**DATA FOR THIS TASK:**

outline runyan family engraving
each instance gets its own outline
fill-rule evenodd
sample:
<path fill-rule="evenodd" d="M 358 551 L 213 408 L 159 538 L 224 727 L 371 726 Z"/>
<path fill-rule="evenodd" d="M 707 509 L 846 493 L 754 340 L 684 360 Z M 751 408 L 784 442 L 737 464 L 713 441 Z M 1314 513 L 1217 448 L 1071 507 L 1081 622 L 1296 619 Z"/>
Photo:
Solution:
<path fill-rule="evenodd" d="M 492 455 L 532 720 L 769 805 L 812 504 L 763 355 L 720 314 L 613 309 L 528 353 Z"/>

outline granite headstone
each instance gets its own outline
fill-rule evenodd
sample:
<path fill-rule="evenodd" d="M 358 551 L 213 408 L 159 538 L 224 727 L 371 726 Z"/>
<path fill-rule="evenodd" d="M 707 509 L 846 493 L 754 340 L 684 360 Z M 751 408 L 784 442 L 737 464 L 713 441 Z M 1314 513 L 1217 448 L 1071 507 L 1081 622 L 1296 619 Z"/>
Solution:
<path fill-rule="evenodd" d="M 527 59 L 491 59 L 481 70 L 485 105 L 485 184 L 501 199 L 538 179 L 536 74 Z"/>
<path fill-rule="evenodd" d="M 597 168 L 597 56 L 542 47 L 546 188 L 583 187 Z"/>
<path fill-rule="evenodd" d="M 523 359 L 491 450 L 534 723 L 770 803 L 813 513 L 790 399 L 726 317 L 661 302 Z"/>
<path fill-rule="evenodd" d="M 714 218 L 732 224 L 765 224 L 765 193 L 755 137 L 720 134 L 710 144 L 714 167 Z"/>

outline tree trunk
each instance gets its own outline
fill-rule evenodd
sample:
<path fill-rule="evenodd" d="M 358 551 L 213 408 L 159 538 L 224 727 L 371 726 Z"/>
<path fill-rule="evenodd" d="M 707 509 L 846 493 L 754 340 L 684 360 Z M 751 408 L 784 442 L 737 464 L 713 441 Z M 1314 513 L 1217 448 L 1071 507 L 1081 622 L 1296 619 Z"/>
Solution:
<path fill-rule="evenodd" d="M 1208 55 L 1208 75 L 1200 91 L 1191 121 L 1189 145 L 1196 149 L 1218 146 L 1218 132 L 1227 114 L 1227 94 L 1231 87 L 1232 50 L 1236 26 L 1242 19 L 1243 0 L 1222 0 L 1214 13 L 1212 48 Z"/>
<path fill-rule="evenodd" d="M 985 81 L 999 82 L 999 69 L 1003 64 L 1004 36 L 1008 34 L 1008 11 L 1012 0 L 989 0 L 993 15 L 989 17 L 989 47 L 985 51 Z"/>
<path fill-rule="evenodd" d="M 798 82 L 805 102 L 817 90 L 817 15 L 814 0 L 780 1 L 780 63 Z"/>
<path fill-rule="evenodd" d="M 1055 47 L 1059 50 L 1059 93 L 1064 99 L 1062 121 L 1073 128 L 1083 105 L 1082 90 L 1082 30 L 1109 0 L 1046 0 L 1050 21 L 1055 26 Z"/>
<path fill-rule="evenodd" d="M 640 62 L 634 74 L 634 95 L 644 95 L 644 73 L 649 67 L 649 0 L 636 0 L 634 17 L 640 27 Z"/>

**TASK BRIEF:** Render all the items above as a JSON list of strings, with one string per line and blank lines omitted.

**TASK SOLUTION:**
[
  "outline runyan family engraving",
  "each instance gets its own outline",
  "fill-rule evenodd",
  "sample:",
  "<path fill-rule=\"evenodd\" d=\"M 358 551 L 213 408 L 159 538 L 224 727 L 371 726 Z\"/>",
  "<path fill-rule=\"evenodd\" d=\"M 707 509 L 846 493 L 754 340 L 684 360 Z M 751 408 L 784 442 L 737 464 L 713 441 Z M 1314 513 L 1217 448 L 1071 507 L 1081 622 L 1296 619 Z\"/>",
  "Photo:",
  "Solution:",
  "<path fill-rule=\"evenodd\" d=\"M 492 455 L 532 720 L 769 805 L 812 504 L 763 355 L 720 314 L 613 309 L 528 353 Z\"/>",
  "outline granite headstone",
  "each instance gets its own outline",
  "fill-rule evenodd",
  "sample:",
  "<path fill-rule=\"evenodd\" d=\"M 358 551 L 213 408 L 159 538 L 224 727 L 371 726 Z\"/>",
  "<path fill-rule=\"evenodd\" d=\"M 707 509 L 846 493 L 754 340 L 684 360 Z M 751 408 L 784 442 L 737 464 L 713 441 Z M 1314 513 L 1217 448 L 1071 507 L 1081 622 L 1296 619 Z\"/>",
  "Solution:",
  "<path fill-rule=\"evenodd\" d=\"M 527 59 L 491 59 L 481 70 L 485 105 L 485 184 L 501 199 L 538 179 L 536 74 Z\"/>",
  "<path fill-rule=\"evenodd\" d=\"M 597 168 L 597 56 L 542 47 L 546 188 L 583 187 Z\"/>",
  "<path fill-rule=\"evenodd\" d=\"M 523 359 L 491 450 L 534 723 L 770 803 L 813 513 L 790 399 L 726 317 L 661 302 Z\"/>",
  "<path fill-rule=\"evenodd\" d=\"M 714 218 L 732 224 L 765 224 L 765 193 L 755 137 L 720 134 L 710 144 L 714 167 Z\"/>",
  "outline tree trunk",
  "each instance gets its own outline",
  "fill-rule evenodd",
  "sample:",
  "<path fill-rule=\"evenodd\" d=\"M 358 551 L 213 408 L 159 538 L 224 727 L 371 726 Z\"/>",
  "<path fill-rule=\"evenodd\" d=\"M 707 509 L 846 493 L 754 340 L 684 360 Z M 751 408 L 784 442 L 737 464 L 713 441 Z M 1314 513 L 1217 448 L 1071 507 L 1081 622 L 1296 619 Z\"/>",
  "Solution:",
  "<path fill-rule=\"evenodd\" d=\"M 1208 55 L 1208 75 L 1200 91 L 1191 121 L 1189 145 L 1196 149 L 1218 146 L 1218 132 L 1227 114 L 1227 94 L 1231 87 L 1232 50 L 1236 26 L 1242 19 L 1243 0 L 1222 0 L 1214 13 L 1212 48 Z\"/>",
  "<path fill-rule=\"evenodd\" d=\"M 985 81 L 999 82 L 999 69 L 1003 64 L 1004 36 L 1008 34 L 1008 11 L 1012 0 L 989 0 L 993 15 L 989 17 L 989 47 L 985 51 Z\"/>",
  "<path fill-rule=\"evenodd\" d=\"M 798 82 L 805 102 L 817 90 L 817 15 L 814 0 L 780 1 L 780 63 Z\"/>",
  "<path fill-rule=\"evenodd\" d=\"M 1055 47 L 1059 50 L 1059 93 L 1064 99 L 1062 121 L 1073 128 L 1083 105 L 1082 90 L 1082 30 L 1109 0 L 1046 0 L 1050 21 L 1055 26 Z\"/>",
  "<path fill-rule=\"evenodd\" d=\"M 640 62 L 634 74 L 634 95 L 644 95 L 644 73 L 649 67 L 649 0 L 636 0 L 634 17 L 640 27 Z\"/>"
]